What you need to do »
Pick out every row below that contains the word "shoreline" and copy each of those rows in full. Case counts.

Part of a data file »
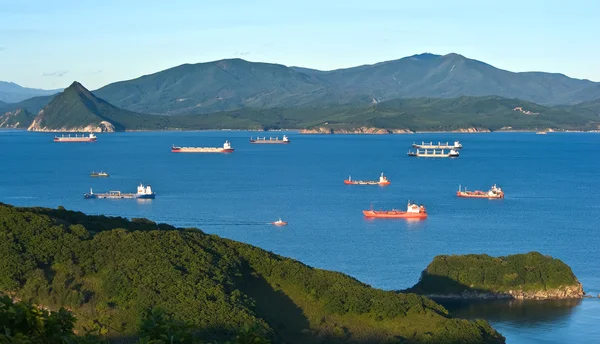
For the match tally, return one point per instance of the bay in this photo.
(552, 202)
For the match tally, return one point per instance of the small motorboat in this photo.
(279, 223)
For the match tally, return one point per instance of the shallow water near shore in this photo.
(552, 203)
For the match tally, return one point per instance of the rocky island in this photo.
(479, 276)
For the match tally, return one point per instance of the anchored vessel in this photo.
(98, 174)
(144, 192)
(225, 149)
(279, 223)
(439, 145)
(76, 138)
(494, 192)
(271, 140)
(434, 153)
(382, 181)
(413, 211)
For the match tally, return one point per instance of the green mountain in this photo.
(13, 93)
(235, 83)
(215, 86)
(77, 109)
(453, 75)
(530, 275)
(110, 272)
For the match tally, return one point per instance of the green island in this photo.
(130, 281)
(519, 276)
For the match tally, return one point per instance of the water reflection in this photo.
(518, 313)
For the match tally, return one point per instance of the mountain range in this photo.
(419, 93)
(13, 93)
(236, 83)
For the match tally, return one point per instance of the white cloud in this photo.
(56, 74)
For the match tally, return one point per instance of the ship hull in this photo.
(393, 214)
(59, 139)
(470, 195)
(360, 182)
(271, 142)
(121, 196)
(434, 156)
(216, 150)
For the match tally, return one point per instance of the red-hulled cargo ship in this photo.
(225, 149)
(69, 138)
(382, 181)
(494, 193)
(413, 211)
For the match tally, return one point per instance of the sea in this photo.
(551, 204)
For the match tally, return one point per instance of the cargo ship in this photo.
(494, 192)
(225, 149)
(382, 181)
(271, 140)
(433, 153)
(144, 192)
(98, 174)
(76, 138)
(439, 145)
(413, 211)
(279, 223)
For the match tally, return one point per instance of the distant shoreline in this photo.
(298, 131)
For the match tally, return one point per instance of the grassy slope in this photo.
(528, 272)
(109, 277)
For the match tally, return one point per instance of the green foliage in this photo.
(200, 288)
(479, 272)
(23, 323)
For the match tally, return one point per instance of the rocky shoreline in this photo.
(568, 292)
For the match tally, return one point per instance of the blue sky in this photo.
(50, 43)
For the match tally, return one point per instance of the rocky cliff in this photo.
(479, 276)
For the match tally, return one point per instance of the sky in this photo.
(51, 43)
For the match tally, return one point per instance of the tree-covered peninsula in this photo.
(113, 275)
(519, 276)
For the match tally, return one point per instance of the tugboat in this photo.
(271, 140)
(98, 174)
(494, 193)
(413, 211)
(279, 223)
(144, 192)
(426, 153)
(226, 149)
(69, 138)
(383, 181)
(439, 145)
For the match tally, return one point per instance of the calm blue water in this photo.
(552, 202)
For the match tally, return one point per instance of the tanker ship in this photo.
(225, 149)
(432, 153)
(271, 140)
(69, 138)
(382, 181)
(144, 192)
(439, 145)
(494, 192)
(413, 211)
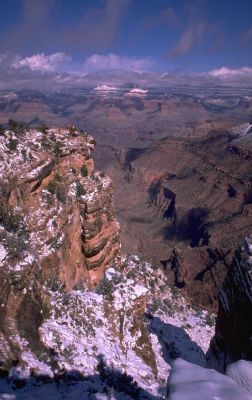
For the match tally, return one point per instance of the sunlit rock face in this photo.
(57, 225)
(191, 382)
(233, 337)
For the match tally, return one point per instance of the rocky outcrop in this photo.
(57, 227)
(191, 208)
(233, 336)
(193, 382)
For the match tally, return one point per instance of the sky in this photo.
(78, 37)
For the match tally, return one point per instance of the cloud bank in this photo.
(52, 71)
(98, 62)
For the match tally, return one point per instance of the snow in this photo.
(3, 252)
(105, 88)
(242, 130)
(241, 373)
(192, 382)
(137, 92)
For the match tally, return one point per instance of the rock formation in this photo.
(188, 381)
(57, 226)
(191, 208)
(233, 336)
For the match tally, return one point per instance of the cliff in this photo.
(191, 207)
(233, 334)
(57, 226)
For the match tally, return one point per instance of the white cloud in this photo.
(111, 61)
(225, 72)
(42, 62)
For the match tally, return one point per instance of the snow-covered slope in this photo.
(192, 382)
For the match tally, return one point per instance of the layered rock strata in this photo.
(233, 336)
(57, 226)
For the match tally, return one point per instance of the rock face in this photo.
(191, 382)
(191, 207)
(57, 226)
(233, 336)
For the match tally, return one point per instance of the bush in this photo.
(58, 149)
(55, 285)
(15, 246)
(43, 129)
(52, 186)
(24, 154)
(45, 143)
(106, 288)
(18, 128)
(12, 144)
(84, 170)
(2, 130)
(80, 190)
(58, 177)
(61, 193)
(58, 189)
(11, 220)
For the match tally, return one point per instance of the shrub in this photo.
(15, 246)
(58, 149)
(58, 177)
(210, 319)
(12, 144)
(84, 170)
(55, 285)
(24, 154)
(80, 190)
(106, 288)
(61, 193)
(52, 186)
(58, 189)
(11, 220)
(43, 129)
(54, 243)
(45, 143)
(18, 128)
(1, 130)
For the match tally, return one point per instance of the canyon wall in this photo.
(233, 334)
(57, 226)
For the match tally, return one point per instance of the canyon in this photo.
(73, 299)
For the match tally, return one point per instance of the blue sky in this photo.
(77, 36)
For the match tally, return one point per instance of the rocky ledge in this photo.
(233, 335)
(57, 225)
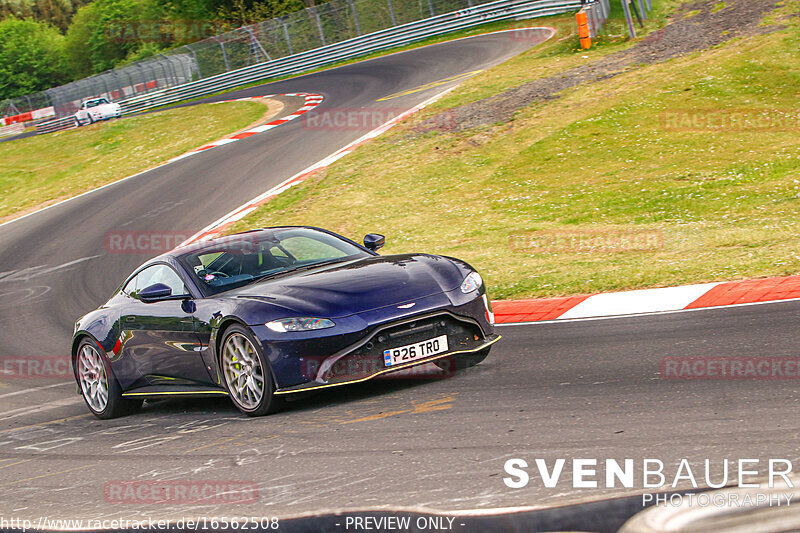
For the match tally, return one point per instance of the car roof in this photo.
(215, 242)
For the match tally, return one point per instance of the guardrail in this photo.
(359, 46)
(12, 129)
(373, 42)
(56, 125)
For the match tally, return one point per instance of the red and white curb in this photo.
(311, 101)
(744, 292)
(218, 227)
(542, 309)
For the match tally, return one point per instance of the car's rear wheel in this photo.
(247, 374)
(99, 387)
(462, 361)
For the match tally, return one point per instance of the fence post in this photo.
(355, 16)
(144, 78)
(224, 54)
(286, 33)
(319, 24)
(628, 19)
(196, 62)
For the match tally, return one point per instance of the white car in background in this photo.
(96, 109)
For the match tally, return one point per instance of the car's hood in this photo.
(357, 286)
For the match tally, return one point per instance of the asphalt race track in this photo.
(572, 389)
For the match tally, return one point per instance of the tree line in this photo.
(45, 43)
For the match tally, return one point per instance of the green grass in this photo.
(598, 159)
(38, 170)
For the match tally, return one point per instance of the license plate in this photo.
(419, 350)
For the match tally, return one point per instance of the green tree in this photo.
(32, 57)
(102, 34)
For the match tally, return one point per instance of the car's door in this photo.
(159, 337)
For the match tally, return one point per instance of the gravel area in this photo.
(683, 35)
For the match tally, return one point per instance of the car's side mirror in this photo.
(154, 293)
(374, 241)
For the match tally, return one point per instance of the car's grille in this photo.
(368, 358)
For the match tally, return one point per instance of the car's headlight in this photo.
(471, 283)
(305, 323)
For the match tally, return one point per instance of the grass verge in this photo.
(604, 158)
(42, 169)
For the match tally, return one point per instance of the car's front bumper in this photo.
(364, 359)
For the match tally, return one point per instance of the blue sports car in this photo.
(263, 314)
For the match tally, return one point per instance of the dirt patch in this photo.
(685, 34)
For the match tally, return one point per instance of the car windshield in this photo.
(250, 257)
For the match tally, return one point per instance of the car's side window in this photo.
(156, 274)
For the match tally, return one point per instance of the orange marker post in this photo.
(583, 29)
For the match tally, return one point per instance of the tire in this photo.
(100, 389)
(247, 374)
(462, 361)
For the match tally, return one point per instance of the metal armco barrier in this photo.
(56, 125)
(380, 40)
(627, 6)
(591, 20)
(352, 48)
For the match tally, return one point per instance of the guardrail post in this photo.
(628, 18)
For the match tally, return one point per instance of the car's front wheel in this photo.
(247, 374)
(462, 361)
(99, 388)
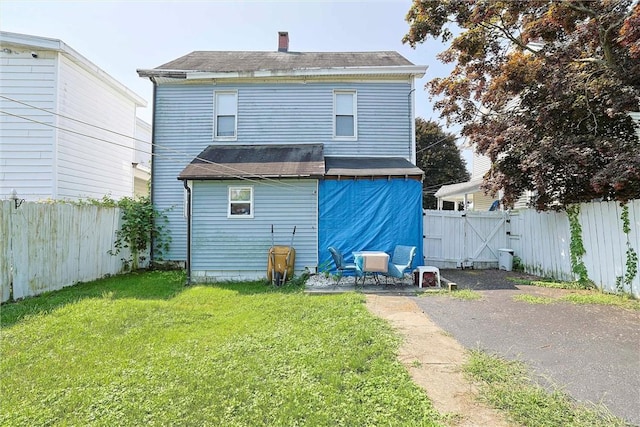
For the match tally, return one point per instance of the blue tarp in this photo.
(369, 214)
...
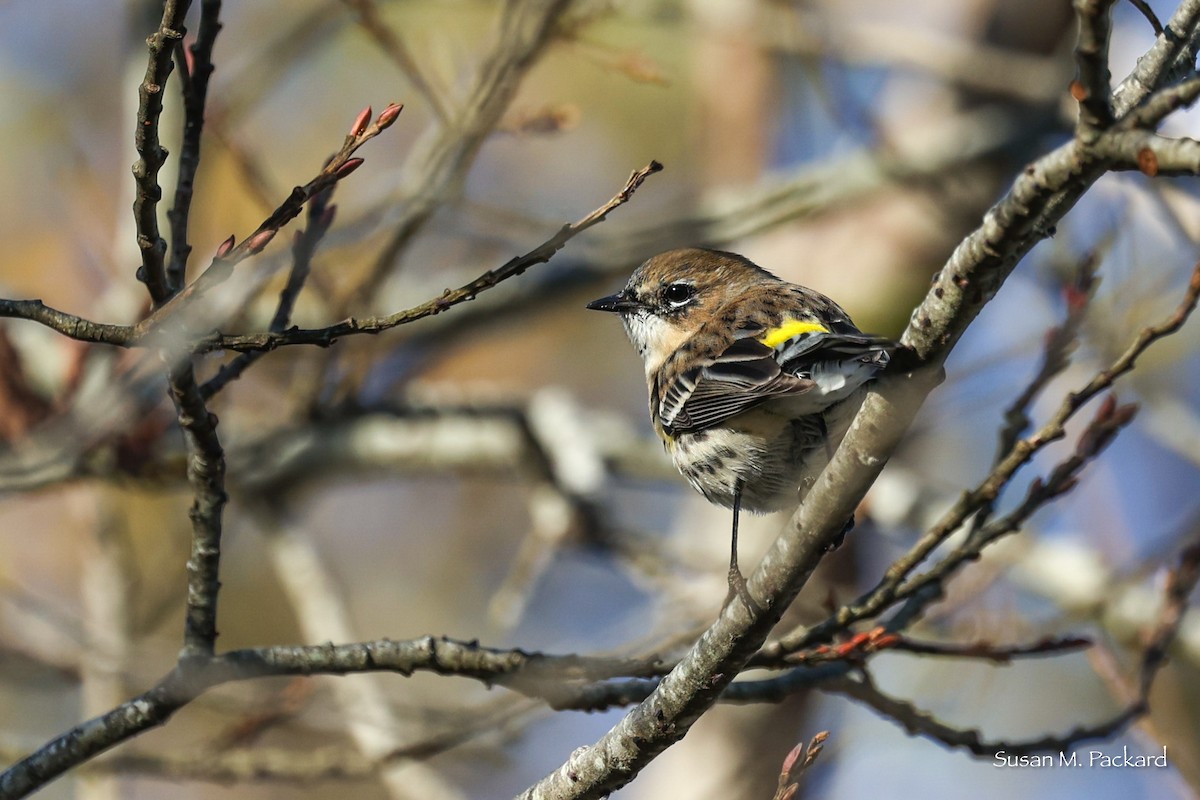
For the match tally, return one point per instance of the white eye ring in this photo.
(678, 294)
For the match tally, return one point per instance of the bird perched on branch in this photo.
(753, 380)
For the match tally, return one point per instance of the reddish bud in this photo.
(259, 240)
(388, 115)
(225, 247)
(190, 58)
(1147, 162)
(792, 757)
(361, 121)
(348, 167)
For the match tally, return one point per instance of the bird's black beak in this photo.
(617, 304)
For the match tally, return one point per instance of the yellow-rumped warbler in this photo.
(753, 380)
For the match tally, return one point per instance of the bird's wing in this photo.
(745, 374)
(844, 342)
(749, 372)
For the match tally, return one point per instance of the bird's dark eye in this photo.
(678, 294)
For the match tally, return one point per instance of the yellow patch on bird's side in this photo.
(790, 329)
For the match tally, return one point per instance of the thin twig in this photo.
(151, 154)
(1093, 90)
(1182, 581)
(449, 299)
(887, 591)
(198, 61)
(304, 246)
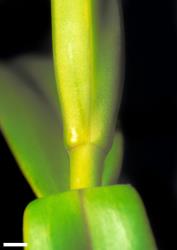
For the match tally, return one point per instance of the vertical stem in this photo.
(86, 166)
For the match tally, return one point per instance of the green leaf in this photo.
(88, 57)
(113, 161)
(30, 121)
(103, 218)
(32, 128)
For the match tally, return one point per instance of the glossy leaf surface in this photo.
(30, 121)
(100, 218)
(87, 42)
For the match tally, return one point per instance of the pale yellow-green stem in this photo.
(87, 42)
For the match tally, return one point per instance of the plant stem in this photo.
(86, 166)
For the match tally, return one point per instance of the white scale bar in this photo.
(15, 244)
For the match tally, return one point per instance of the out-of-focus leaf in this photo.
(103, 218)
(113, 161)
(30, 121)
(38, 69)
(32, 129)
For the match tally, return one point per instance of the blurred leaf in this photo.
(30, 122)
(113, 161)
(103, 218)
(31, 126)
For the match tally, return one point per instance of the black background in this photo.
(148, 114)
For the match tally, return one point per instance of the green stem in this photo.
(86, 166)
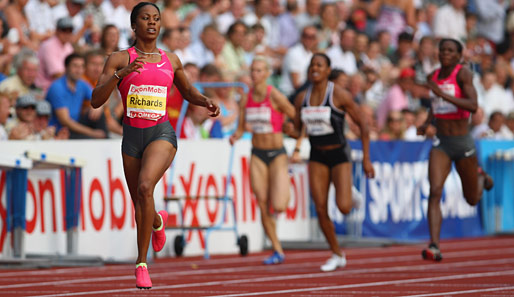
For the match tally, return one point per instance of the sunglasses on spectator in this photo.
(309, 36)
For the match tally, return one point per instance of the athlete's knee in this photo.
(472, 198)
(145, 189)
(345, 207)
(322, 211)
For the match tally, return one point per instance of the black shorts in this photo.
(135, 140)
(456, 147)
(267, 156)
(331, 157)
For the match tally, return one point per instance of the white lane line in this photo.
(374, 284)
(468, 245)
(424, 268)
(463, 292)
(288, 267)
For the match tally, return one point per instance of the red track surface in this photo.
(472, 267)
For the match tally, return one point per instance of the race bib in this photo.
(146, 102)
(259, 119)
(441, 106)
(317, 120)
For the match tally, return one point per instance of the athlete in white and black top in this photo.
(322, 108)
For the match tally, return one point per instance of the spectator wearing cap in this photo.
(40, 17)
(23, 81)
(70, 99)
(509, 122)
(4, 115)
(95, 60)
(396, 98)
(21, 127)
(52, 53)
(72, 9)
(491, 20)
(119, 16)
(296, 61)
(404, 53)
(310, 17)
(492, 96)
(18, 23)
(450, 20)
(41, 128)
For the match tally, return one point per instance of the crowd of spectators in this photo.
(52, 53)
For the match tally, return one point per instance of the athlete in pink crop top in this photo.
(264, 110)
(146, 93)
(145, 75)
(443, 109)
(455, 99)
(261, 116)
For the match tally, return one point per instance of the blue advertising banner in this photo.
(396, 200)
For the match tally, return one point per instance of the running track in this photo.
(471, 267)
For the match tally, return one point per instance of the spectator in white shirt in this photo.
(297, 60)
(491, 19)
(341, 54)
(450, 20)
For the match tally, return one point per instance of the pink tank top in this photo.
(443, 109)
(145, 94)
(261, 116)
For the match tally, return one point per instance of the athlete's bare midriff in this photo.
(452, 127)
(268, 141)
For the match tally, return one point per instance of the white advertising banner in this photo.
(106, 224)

Finished answer »
For the match tally, return one point per instance of the distant shoreline in this photo.
For the match tally, return one point per instance of the rocky shoreline in this photo.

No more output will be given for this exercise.